**TEXT SECTION**
__________

Country: Czech Republic
Birth: 1938

Josef Koudelka was born in 1938 in Boskovice, Moravia. He began photographing his family and the surroundings with a 6 x 6 Bakelite camera. He studied at the Czech Technical University in Prague (CVUT) between 1956 and 1961, receiving a Degree in Engineering in 1961. He staged his first photographic exhibition the same year. Later he worked as an aeronautical engineer in Prague and Bratislava.

He began taking commissions from theatre magazines, and regularly photographed stage productions at Prague's Theatre Behind the Gate on a Rolleiflex camera. In 1967, Koudelka decided to give up his career in engineering for full-time work as a photographer.

He had returned from a project photographing gypsies in Romania just two days before the Soviet invasion, in August 1968. He witnessed and recorded the military forces of the Warsaw Pact as they invaded Prague and crushed the Czech reforms. Koudelka's negatives were smuggled out of Prague into the hands of the Magnum agency, and published anonymously in The Sunday Times Magazine under the initials P. P. (Prague Photographer) for fear of reprisal to him and his family.

His pictures of the events became dramatic international symbols. In 1969 the "anonymous Czech photographer" was awarded the Overseas Press Club's Robert Capa Gold Medal for photographs requiring exceptional courage.

With Magnum to recommend him to the British authorities, Koudelka applied for a three-month working visa and fled to England in 1970, where he applied for political asylum and stayed for more than a decade. In 1971 he joined Magnum Photos. A nomad at heart, he continued to wander around Europe with his camera and little else.

__________

**GIVEN MATERIAL**
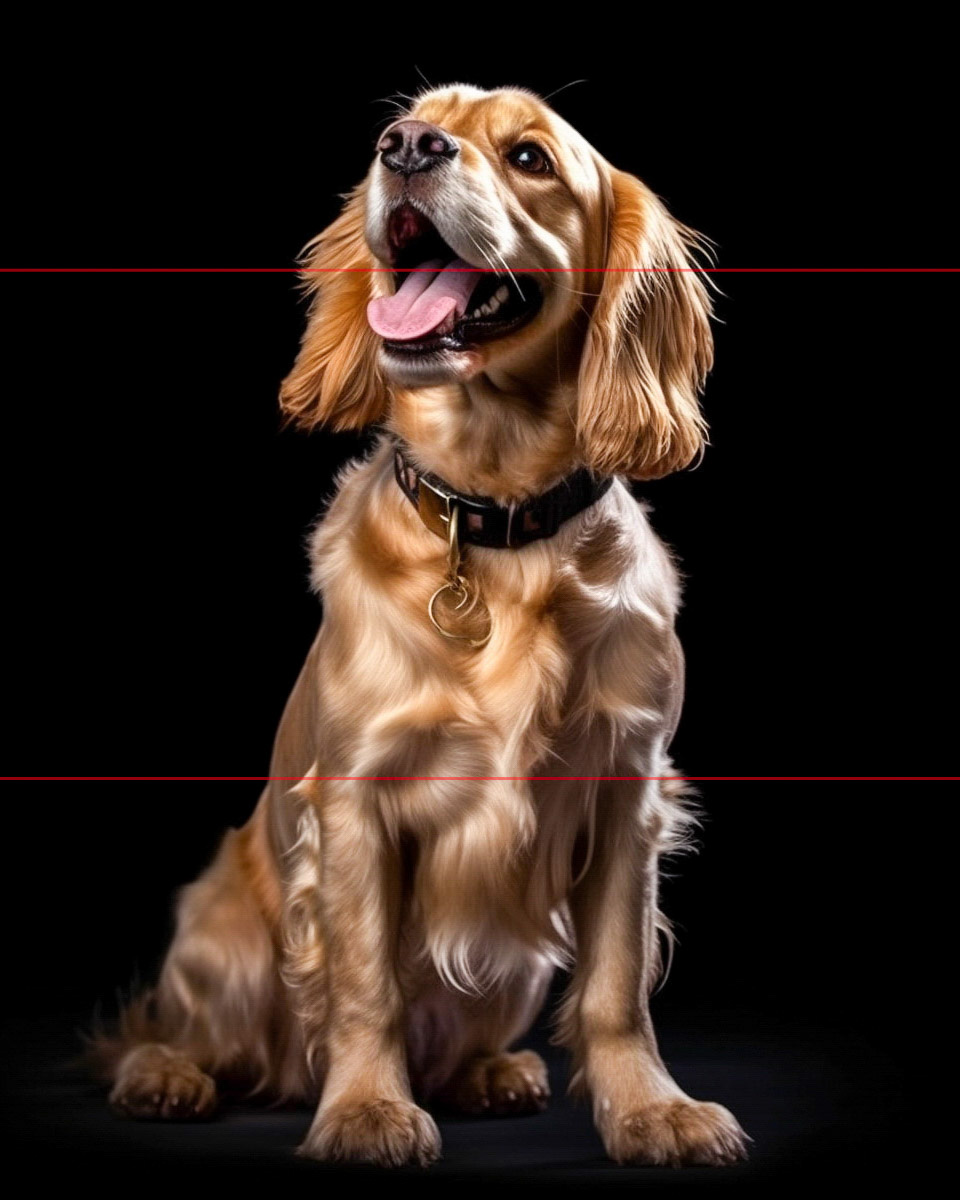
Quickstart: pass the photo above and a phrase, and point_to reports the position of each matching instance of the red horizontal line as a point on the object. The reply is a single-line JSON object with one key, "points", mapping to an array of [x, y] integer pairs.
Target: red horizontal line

__________

**GOALS**
1. Answer these questions from the biography of Josef Koudelka:
(a) What camera did he first use to photograph his family and surroundings?
(b) In what year did he decide to leave engineering for full-time photography?
(c) Under what initials were his photographs published in The Sunday Times Magazine?
2. Carry on the biography of Josef Koudelka, picking up after its final sentence.
These lines have no connection to the biography of Josef Koudelka.

**OUTPUTS FOR THE TASKS**
1.
(a) A 6 x 6 Bakelite camera
(b) 1967
(c) P. P. (Prague Photographer)

2.
Throughout the 1970s and 1980s, Koudelka sustained his work through numerous grants and awards, and continued to exhibit and publish major projects like Gypsies (1975) and Exiles (1988). Since 1986, he has worked with a panoramic camera and issued a compilation of these photographs in his book Chaos in 1999. Koudelka has had more than a dozen books of his work published, including most recently in 2006 the retrospective volume Koudelka.

Koudelka has won awards such as the Prix Nadar (1978), a Grand Prix National de la Photographie (1989), a Grand Prix Cartier-Bresson (1991), and the Hasselblad Foundation International Award in Photography (1992). Significant exhibitions of his work have been held at the Museum of Modern Art and the International Center of Photography, New York; the Hayward Gallery, London; the Stedelijk Museum of Modern Art, Amsterdam; and the Palais de Tokyo, Paris.

He and his work received support and acknowledgment from his friend the French photographer, Henri Cartier-Bresson. He was also supported by the Czech art historian Anna Farova.

In 1987 Koudelka became a French citizen, and was able to return to Czechoslovakia for the first time in 1991. He then produced Black Triangle, documenting his country's wasted landscape.

Koudelka resides in France and Prague and is continuing his work documenting the European landscape. He has two daughters and a son.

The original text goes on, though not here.